--- START ---
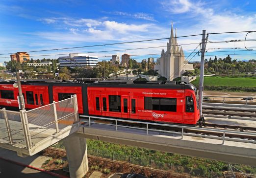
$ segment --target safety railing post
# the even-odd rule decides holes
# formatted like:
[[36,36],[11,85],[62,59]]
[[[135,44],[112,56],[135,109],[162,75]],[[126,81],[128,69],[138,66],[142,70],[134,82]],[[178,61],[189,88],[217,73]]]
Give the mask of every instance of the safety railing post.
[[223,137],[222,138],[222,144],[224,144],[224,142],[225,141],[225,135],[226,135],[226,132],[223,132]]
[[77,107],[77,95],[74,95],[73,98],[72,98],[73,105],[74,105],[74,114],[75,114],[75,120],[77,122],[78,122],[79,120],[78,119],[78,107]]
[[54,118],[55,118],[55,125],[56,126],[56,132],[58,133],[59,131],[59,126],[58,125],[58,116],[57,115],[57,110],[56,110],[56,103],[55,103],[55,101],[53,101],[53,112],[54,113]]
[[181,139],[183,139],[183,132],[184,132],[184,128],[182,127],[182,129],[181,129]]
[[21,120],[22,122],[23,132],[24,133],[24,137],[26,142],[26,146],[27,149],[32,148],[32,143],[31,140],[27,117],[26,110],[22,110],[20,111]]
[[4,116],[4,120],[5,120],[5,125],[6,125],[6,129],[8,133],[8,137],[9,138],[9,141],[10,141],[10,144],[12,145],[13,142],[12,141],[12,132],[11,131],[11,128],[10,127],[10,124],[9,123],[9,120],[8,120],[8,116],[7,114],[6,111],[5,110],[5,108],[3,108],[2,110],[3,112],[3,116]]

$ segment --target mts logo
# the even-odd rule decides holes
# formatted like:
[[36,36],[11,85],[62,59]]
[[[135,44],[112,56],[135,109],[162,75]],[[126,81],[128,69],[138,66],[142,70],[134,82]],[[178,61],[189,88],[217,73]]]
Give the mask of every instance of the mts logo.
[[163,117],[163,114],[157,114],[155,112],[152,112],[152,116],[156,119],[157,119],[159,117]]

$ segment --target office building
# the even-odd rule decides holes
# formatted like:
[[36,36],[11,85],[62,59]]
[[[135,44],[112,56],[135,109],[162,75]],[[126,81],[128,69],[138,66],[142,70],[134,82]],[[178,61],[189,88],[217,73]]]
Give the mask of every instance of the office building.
--- END ---
What you need to do:
Reproduce all of the items above word for word, leaving out the pictures.

Exercise answer:
$ segment --target safety railing post
# the even-odd rule decides holes
# formatted like:
[[36,36],[11,85],[62,59]]
[[[135,44],[112,56],[135,109],[162,75]],[[126,81],[128,69],[138,66],[142,70],[134,82]],[[178,61],[189,88],[217,73]]]
Give the mask of every instance of the safety railing post.
[[223,137],[222,138],[222,144],[224,144],[224,142],[225,141],[225,135],[226,135],[226,132],[223,132]]
[[77,107],[77,95],[74,95],[73,98],[72,98],[73,105],[74,105],[74,114],[75,114],[75,120],[77,122],[78,122],[79,120],[78,119],[78,107]]
[[54,118],[55,118],[55,125],[56,126],[56,132],[58,133],[59,131],[59,126],[58,125],[58,116],[57,115],[57,110],[56,110],[56,103],[55,103],[55,101],[53,101],[53,112],[54,113]]
[[181,139],[183,139],[183,132],[184,132],[184,128],[182,127],[182,129],[181,129]]
[[21,120],[22,122],[23,132],[24,133],[24,137],[26,142],[26,146],[27,149],[32,148],[32,143],[31,140],[27,117],[26,110],[22,110],[20,111]]
[[4,116],[4,120],[5,120],[5,125],[6,125],[6,129],[8,133],[8,137],[9,138],[9,141],[10,141],[10,144],[12,145],[13,142],[12,141],[12,132],[11,131],[11,128],[10,127],[10,124],[9,123],[9,120],[8,120],[8,116],[7,114],[6,111],[5,110],[5,108],[3,108],[2,110],[3,112],[3,116]]

$ segment --target mts logo
# the even-odd rule decides holes
# formatted like:
[[36,36],[11,85],[62,59]]
[[[135,44],[112,56],[135,109],[162,75]],[[126,81],[128,69],[138,66],[142,70],[134,82]],[[178,61],[189,88],[217,73]]]
Give the mask of every instance of the mts logo.
[[163,117],[163,114],[157,114],[155,112],[152,112],[152,116],[156,119],[157,119],[159,117]]

$ segment --target office building
# the even-odd rule decides holes
# formatted like:
[[36,36],[11,85],[62,59]]
[[[135,44],[112,56],[135,109],[162,75]],[[126,81],[128,69],[138,66],[142,70],[134,82]],[[178,61],[189,88],[217,73]]]
Give the mask of every instance of the office building.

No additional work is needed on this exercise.